## Records to use
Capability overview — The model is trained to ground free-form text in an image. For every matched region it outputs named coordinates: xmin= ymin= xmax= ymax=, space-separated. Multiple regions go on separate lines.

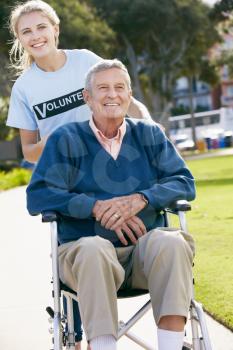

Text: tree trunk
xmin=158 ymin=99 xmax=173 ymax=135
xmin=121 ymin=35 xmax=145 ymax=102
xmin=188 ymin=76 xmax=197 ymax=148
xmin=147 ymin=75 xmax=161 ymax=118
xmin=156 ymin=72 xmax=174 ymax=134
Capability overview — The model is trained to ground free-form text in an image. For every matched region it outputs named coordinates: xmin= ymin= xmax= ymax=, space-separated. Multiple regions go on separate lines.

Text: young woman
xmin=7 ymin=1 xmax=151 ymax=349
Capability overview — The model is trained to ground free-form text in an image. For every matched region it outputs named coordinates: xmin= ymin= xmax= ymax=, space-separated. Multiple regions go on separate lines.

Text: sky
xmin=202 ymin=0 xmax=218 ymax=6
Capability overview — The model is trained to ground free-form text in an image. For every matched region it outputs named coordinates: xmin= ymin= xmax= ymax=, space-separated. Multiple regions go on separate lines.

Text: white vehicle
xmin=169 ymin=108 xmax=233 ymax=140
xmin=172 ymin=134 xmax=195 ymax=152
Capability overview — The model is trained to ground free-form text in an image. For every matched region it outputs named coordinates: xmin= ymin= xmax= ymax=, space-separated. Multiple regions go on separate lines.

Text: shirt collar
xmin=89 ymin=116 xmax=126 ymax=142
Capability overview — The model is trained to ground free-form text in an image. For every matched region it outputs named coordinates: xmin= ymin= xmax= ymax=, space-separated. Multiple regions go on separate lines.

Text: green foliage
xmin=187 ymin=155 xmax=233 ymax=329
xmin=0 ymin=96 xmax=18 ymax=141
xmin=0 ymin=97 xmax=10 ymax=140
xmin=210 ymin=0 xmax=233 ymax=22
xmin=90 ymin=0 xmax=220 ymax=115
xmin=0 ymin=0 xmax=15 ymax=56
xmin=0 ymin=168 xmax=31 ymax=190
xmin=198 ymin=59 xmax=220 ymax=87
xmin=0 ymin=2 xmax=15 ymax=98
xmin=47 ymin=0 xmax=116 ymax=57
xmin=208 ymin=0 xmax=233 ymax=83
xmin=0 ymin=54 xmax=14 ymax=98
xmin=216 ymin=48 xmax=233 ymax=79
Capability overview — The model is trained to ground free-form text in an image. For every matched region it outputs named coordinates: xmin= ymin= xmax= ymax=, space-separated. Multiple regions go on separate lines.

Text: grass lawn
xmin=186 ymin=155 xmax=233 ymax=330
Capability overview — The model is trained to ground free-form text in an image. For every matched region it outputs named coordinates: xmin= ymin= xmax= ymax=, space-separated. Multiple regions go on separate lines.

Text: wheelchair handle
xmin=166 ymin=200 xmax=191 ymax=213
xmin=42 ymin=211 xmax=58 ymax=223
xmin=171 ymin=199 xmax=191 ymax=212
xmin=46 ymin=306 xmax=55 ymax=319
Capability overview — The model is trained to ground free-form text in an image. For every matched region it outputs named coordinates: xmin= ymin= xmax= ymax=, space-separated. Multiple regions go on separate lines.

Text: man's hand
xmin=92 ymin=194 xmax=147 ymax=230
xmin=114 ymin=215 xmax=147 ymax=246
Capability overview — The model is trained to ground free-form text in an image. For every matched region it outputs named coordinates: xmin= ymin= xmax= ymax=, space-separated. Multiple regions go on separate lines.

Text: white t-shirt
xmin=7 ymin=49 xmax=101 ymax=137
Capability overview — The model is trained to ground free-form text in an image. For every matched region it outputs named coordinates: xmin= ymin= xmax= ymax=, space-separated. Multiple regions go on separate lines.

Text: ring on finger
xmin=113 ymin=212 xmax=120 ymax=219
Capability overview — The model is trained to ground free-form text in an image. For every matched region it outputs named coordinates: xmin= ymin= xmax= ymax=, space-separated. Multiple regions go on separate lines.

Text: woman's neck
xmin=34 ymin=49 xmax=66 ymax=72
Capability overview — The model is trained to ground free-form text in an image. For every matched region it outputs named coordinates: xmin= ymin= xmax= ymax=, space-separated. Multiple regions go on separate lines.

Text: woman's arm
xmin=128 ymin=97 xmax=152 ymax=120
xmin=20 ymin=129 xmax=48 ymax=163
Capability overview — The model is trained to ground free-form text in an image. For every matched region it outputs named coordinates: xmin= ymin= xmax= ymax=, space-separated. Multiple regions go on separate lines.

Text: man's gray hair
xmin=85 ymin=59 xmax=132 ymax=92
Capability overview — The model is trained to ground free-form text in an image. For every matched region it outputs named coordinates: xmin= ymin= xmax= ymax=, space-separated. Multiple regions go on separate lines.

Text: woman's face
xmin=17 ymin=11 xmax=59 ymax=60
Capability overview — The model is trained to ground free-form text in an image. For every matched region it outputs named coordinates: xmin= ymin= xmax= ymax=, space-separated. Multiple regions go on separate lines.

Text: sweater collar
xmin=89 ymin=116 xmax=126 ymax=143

## Requirement
If the listing above includes images, copy every line of it exactly except those images.

## Expected output
Capability overview — The model is trained to ground free-form text in an image. For every matched region it outputs named coordinates: xmin= ymin= xmax= ymax=, space-separated. Multiple regions go on separate lines.


Text: tree trunk
xmin=158 ymin=99 xmax=173 ymax=135
xmin=121 ymin=35 xmax=145 ymax=102
xmin=188 ymin=76 xmax=197 ymax=148
xmin=147 ymin=75 xmax=161 ymax=118
xmin=156 ymin=72 xmax=174 ymax=134
Capability overview — The model is trained to ground free-form text in an image. For every matched region it outputs named coordinates: xmin= ymin= xmax= ymax=, space-separated. Multiple regions go on separate lines.

Text: young woman
xmin=7 ymin=1 xmax=151 ymax=349
Capability overview — The model is trained to ground free-form text in an image. For every matched region it outputs named coordinates: xmin= ymin= xmax= ymax=, space-separated. Multiple regions go on separate lines.

Text: sky
xmin=202 ymin=0 xmax=218 ymax=6
Capability overview — The model is trained to ground free-form text in an image. For every matched region it outputs named coordinates: xmin= ymin= xmax= ymax=, space-separated. Multiple regions go on separate lines.

Text: white vehicle
xmin=169 ymin=108 xmax=233 ymax=140
xmin=172 ymin=134 xmax=195 ymax=152
Capability overview — The model is trained to ground free-form text in an image. For every matched region it outputs named coordinates: xmin= ymin= xmax= ymax=, space-separated. Multiple regions go on separate lines.

Text: shirt collar
xmin=89 ymin=116 xmax=126 ymax=142
Capability overview — The model is trained to ground free-form text in an image. For every matched region it outputs named coordinates: xmin= ymin= xmax= ymax=, space-separated. Multiple regions go on separate lines.

Text: green foliage
xmin=187 ymin=155 xmax=233 ymax=329
xmin=0 ymin=96 xmax=18 ymax=141
xmin=0 ymin=97 xmax=10 ymax=140
xmin=210 ymin=0 xmax=233 ymax=22
xmin=90 ymin=0 xmax=220 ymax=115
xmin=0 ymin=0 xmax=15 ymax=56
xmin=0 ymin=168 xmax=31 ymax=190
xmin=198 ymin=59 xmax=220 ymax=87
xmin=0 ymin=2 xmax=15 ymax=98
xmin=47 ymin=0 xmax=116 ymax=57
xmin=208 ymin=0 xmax=233 ymax=83
xmin=0 ymin=54 xmax=14 ymax=98
xmin=216 ymin=48 xmax=233 ymax=79
Capability overview — The model is trained to ground free-form text in an image. For every matched region it outputs named coordinates: xmin= ymin= xmax= ymax=, space-separated. Multiple regions go on separate lines.

Text: grass lawn
xmin=186 ymin=155 xmax=233 ymax=330
Capability overview — The model is trained to ground free-form text in an image. For every matched region it outputs named coordinates: xmin= ymin= xmax= ymax=, space-separated. Multiple regions go on separate lines.

Text: wheelchair handle
xmin=166 ymin=200 xmax=191 ymax=213
xmin=42 ymin=211 xmax=58 ymax=223
xmin=171 ymin=199 xmax=191 ymax=212
xmin=46 ymin=306 xmax=55 ymax=319
Capability overview — The model is trained to ground free-form text in an image. For every matched region it outputs named coordinates: xmin= ymin= xmax= ymax=, space-separated. Multiple regions go on separate lines.

Text: man's hand
xmin=92 ymin=194 xmax=147 ymax=230
xmin=114 ymin=215 xmax=147 ymax=246
Capability overview — The model is trained to ground free-form text in an image. For every matched region it outputs named coordinates: xmin= ymin= xmax= ymax=, space-separated. Multiple regions go on separate lines.

Text: white t-shirt
xmin=7 ymin=49 xmax=101 ymax=137
Capability overview — The model is trained to ground free-form text in an image. For every matched region it outputs named coordinates: xmin= ymin= xmax= ymax=, space-separated. Multiple regions go on separate lines.

Text: ring on finger
xmin=113 ymin=212 xmax=120 ymax=219
Capability overview — The model is trained to ground free-form text in an image. For every matched region it outputs named coordinates: xmin= ymin= xmax= ymax=, space-separated. Multiple regions go on separate lines.

Text: woman's neck
xmin=34 ymin=49 xmax=66 ymax=72
Capability overview — The model is trained to ground free-form text in an image. For every matched region it outputs named coordinates: xmin= ymin= xmax= ymax=, space-separated. Multiple regions go on separate lines.

Text: woman's arm
xmin=128 ymin=97 xmax=152 ymax=120
xmin=20 ymin=129 xmax=48 ymax=163
Capability overview — The model is trained to ground free-form text in an image. For every matched region it outputs named coordinates: xmin= ymin= xmax= ymax=, space-separated. Multiple regions go on separate lines.

Text: man's gray hair
xmin=85 ymin=59 xmax=132 ymax=92
Capability overview — The model is trained to ground free-form text in an image. For every matched region it outputs named coordinates: xmin= ymin= xmax= ymax=, space-separated. Multiple regions go on separate lines.

Text: woman's face
xmin=17 ymin=11 xmax=59 ymax=60
Capability overview — The model is trained to ground free-form text in an image. For every matched region it outputs named coordinates: xmin= ymin= xmax= ymax=, space-separated. Multiple regions go on separate lines.

Text: sweater collar
xmin=89 ymin=116 xmax=126 ymax=143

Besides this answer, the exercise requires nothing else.